**WHAT IS REQUIRED:** Write out each entry again. Keep every word exactly as it is.

**SOURCE RECORDS:**
★ ★ ★

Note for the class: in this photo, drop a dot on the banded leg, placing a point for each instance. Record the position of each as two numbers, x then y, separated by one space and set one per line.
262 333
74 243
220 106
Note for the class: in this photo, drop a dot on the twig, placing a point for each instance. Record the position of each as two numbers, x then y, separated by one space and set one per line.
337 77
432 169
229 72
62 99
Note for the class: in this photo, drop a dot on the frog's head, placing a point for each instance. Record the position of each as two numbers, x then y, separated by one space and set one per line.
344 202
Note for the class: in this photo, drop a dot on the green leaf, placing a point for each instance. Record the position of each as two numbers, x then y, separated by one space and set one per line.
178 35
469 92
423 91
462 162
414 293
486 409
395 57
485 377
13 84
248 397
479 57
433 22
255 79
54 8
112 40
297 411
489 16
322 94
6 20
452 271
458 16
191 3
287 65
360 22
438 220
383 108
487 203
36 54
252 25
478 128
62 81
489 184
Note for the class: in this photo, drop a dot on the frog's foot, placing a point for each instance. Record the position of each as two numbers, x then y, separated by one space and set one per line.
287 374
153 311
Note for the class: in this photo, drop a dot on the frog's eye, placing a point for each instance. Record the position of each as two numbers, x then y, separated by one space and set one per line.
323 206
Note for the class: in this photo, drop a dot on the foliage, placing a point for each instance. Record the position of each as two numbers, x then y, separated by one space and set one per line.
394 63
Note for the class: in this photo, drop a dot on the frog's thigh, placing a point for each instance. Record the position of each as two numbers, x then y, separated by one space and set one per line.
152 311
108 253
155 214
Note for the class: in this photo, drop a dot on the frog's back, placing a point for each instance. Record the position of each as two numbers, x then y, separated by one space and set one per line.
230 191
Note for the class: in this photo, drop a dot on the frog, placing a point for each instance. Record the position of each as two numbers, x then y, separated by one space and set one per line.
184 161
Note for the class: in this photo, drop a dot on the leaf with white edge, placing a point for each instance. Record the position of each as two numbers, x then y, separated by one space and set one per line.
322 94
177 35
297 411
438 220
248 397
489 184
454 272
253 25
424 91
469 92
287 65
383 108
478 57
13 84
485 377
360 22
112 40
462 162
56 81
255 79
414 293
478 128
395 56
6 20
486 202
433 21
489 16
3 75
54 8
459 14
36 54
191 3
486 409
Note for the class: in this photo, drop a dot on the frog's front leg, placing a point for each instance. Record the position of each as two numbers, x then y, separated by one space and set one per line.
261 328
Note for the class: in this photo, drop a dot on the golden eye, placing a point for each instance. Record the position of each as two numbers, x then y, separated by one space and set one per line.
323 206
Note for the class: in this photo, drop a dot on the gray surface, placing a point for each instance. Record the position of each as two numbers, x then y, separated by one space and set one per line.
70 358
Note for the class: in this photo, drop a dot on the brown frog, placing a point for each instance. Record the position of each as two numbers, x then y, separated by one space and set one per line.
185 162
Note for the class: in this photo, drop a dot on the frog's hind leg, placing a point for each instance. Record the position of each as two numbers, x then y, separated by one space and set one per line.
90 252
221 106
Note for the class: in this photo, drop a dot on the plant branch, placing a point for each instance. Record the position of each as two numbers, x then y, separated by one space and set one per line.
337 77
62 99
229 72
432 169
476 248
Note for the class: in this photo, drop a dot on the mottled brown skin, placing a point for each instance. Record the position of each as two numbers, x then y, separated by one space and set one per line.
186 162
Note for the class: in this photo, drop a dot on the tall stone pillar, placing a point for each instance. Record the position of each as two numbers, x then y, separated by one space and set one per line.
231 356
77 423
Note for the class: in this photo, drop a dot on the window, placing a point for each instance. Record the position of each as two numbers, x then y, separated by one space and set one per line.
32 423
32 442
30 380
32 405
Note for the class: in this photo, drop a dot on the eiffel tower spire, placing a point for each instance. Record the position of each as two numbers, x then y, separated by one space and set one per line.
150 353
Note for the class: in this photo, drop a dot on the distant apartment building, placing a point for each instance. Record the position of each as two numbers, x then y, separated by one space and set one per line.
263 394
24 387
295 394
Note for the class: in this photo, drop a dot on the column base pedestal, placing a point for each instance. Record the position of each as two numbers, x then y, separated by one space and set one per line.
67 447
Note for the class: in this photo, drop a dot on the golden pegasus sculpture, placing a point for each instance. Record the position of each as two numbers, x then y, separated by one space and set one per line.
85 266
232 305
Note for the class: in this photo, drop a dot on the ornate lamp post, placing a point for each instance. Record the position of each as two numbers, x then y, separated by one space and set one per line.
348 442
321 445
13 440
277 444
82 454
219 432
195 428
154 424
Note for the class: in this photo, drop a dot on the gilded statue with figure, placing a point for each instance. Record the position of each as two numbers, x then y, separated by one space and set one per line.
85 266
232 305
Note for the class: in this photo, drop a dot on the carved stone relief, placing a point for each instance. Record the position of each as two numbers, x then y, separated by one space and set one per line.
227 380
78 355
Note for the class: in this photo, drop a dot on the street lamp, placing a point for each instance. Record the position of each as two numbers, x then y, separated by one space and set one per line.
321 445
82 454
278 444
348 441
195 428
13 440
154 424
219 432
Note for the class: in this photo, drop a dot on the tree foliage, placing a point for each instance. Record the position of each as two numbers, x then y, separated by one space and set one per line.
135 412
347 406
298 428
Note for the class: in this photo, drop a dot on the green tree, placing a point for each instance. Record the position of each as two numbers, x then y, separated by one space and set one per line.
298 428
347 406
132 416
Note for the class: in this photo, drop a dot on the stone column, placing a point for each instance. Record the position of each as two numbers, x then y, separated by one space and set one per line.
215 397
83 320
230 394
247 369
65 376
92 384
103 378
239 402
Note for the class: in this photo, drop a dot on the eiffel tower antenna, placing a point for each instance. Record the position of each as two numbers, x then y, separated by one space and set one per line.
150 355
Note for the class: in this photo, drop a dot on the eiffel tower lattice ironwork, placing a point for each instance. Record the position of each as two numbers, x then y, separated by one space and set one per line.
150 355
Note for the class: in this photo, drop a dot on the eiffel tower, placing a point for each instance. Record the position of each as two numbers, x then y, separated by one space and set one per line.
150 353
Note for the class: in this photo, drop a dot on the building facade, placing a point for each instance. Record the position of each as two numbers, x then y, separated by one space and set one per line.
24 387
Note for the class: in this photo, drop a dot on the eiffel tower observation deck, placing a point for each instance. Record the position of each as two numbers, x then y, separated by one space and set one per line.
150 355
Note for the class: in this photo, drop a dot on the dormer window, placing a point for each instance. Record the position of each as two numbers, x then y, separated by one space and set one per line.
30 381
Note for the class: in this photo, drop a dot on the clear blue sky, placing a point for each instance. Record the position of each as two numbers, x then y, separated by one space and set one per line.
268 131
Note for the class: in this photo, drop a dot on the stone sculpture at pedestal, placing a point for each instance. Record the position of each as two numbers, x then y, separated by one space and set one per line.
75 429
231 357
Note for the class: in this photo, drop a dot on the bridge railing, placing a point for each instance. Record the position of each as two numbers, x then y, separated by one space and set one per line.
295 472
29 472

★ ★ ★

**WRITTEN RESPONSE:**
Note for the class: in this photo, drop a dot on the banded leg, placing a point for each instance. Record the position of each as two numbers, x then y, separated by one space and set one per line.
262 333
74 243
220 106
Note for the class: in this photo, drop a dot on the twig, placing a point for each instance. Record the position of each as two numbers, x then y, separated by one space and set one per line.
337 77
432 169
229 72
62 99
Note for the class: in this photo, drop a dot on the frog's head, placing a point for each instance. Record the position of each as two numbers, x then y, separated by one space and set one per line.
344 202
Note for the class: in this photo, drop a dot on the green leaf, placing a point for each instance. Record the position of each as two numbers, x then y, separated by one space and set one per line.
178 35
469 92
423 91
462 162
414 293
486 409
395 57
485 377
13 84
248 397
479 57
433 22
255 79
54 8
112 40
297 411
489 16
322 94
6 20
452 271
458 16
191 3
287 65
360 22
438 220
383 108
487 203
36 54
252 25
478 128
62 81
489 184
Note for the class: in this photo, drop a dot on the frog's foot, placing a point for each instance. Record the position of each as two numbers, x then y, separated by one space and set one per line.
287 374
153 311
Note for the class: in this photo, drop a dot on the frog's eye, placing a point for each instance. Record the position of each as two numbers, x then y, separated by one space and set one per line.
323 206
Note for the class: in this photo, drop a dot on the foliage, placing a point for each instance. Record the position of each as two numbers, x then y, separated by one space and set one per line.
394 63
Note for the class: in this photo, drop a dot on the frog's thigh, placing a point for each instance. Record the position of each as two numbers, x then y, separated by one space and set one per line.
152 311
108 253
155 214
Note for the class: in this photo, drop a dot on the frog's back, placing a point for each instance. Record the position of each as two numbers, x then y, separated by one space and set one per line.
230 191
Note for the class: in this photo, drop a dot on the frog, placing a point for each instance. Record the position of each as two numbers, x then y, separated by one space and set one per line.
184 161
Note for the class: in this photo, drop a dot on the leaf with white edge, placing a point for each instance. Record the position of each as two numbers, x then y, separated by one space and set one per line.
322 94
177 35
297 411
438 220
248 397
489 184
454 272
253 25
424 91
469 92
287 65
383 108
478 57
13 84
485 377
360 22
112 40
462 162
56 81
255 79
414 293
478 128
395 56
6 20
486 202
433 21
489 16
3 75
54 8
459 14
36 54
191 3
486 409
Note for the class: in this photo, drop a dot on the frog's front leg, placing a point for each instance. Record the position of each as two numbers, x then y, separated by one space and set one per line.
261 328
Note for the class: in this photo, drop a dot on the golden eye, placing a point for each instance. Record the position of each as two numbers, x then y, separated by one space and set one per line.
323 206
Note for the class: in this photo, drop a dot on the gray surface, placing a point for each instance. Record the position of each as two numbers, x then y, separated by one space and set one per line.
70 358
Note for the class: in this photo, drop a dot on the brown frog, placing a point for each instance. Record the position of each as two numbers, x then y, separated by one space and set one per line.
185 162
Note for the class: in this photo, drop a dot on the frog's hind leg, placing a point for each instance. Record the position of each as two numbers, x then y, separated by one space and set one per line.
90 252
221 106
Note for the class: in this photo, drop a dot on the plant branch, placing a point for each instance. Record the position of each as two numbers, x then y, separated by one space and set one per line.
337 77
62 99
229 72
432 169
476 248
Note for the class: in this photo, drop a dot on the mottled brown skin, placing a point for each instance. Record the position of each as two numbers, x then y, separated by one space and set one per line.
186 162
Note for the class: in this photo, drop a dot on the tall stone pillar, placing a point for each instance. Record the position of each as two numbers, x then y, separated by one space and set one per line.
231 356
77 423
Note for the class: in this photo, drop a dot on the window, placing a point for each instance. Record the position of each as two numbers, x then y, separated by one space and set one per line.
32 423
32 442
30 380
32 405
Note for the class: in this photo, drop a dot on the eiffel tower spire, placing a point for each instance. Record the position of each as two numbers, x then y, separated by one space and set one per line.
150 353
Note for the class: in this photo, drop a dot on the distant apartment building, placing a point for each instance. Record the position of each as two numbers, x then y, separated by one space and set one per line.
263 394
24 387
295 394
Note for the class: in this photo, drop a dot on the column base pedestal, placing a point for each instance. Record the position of each as two numbers, x then y, separated by one space and set one per line.
67 447
Note for the class: in this photo, drop a dot on the golden pegasus sculpture, placing a point for each instance. Record the position of each as two numbers, x then y, separated by one space and set one per line.
85 266
232 305
Note for the class: in this photo, drop a dot on the ornate lamp post, placing a point for each instance. Record the position of each as two numbers, x then y, separated by one space and set one per line.
348 442
321 445
13 440
277 444
82 454
219 432
195 428
154 424
Note for the class: in this photo, drop a dot on the gilded statue with figure, placing a point for each instance. Record the position of each as two numbers, x then y, separated by one space and set one per line.
85 266
232 305
Note for the class: in this photo, drop a dot on the carved stone relief, placing a point for each instance. Record the position of each as two numbers, x then y, separated by one space and set one per line.
227 380
78 355
Note for the class: in this photo, drop a dot on the street lamp, placing a point for each instance. Record the position of each as two numbers, x then y, separated by one space and set one per line.
321 445
82 454
278 444
348 441
195 428
13 440
154 424
219 432
Note for the class: in this photo, drop a dot on the tree foliage, placing a point for each instance. Record the position of each as two numbers, x then y, separated by one space and set one per line.
135 412
347 406
298 428
Note for the class: in this photo, drop a dot on the green tree, placing a point for each instance. Record the position of each as two numbers, x then y, separated by one space and set one per line.
298 428
347 406
132 416
Note for the class: in this photo, drop a dot on the stone column, placing a point for each instance. Record the position of each as two numbers, x then y, separated by one space and set one per line.
215 397
83 320
230 394
247 369
65 376
92 384
103 378
239 402
Note for the class: in this photo, drop a dot on the eiffel tower antenna, placing a point for each instance. Record the position of each as two numbers, x then y, separated by one space and set one per line.
150 355
Note for the class: in this photo, drop a dot on the eiffel tower lattice ironwork, placing a point for each instance. Record the position of each as two numbers, x then y, separated by one space and set one per line.
150 355
Note for the class: in this photo, drop a dot on the eiffel tower, placing a point for each instance. Record the position of each as two numbers, x then y, separated by one space and set one per line.
150 353
Note for the class: in this photo, drop a dot on the building facade, placing a point for each instance. Record the position of each as two numbers, x then y, separated by one space and set one per line.
24 387
Note for the class: in this photo, drop a dot on the eiffel tower observation deck, placing a point for each instance. Record the position of each as two numbers, x then y, separated by one space and set one per line.
150 355
Note for the class: in this photo, drop a dot on the dormer window, placing a point for each instance. Record the position of each as two numbers, x then y, separated by one space and set one per line.
30 381
Note for the class: in this photo, drop a dot on the clear blue sky, placing a point for each instance. Record the position of each as two numbers, x then y, separated by one space and set one per line.
268 131
Note for the class: in this photo, drop a dot on the stone sculpture at pedestal, placing a point for each instance. Record the position of each as two numbers, x then y, separated by one space and set one per line.
75 429
231 357
Note for the class: in this photo, drop a dot on the bridge railing, placing a point for each instance. Record the position of each as two numbers, x then y, separated by one space and set one per line.
295 472
29 472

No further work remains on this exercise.